> **Work to do**:
Reproduce only the lines running from the line with "the mustache, given" to the line with "[[304, 101]]", with "target phrase" swapped for "query phrase" and everything else unchanged.

> **Material for the task**:
┏━━

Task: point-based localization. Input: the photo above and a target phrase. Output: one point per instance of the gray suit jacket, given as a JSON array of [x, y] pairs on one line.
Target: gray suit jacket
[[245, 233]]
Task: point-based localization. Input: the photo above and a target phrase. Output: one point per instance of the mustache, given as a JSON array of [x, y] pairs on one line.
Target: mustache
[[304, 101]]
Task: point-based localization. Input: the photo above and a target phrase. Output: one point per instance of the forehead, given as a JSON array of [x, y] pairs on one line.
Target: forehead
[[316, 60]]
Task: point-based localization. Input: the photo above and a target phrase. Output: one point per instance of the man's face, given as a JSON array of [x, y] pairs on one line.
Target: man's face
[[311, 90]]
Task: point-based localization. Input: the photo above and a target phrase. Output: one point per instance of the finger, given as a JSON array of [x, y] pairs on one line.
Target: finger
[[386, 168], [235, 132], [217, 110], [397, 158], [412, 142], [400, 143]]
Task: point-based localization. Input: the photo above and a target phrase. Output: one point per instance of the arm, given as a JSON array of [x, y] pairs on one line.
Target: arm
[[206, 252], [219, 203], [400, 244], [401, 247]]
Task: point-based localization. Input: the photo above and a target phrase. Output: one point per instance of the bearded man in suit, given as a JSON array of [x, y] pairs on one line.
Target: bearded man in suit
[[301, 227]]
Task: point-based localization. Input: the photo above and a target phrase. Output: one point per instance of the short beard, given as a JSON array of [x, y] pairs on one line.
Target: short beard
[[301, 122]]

┗━━

> **Answer in full**:
Task: point-based localization. Input: the photo above and a query phrase. Output: one point per instance of the mustache, given as a JSON array of [x, y] pairs on one line.
Target: mustache
[[304, 101]]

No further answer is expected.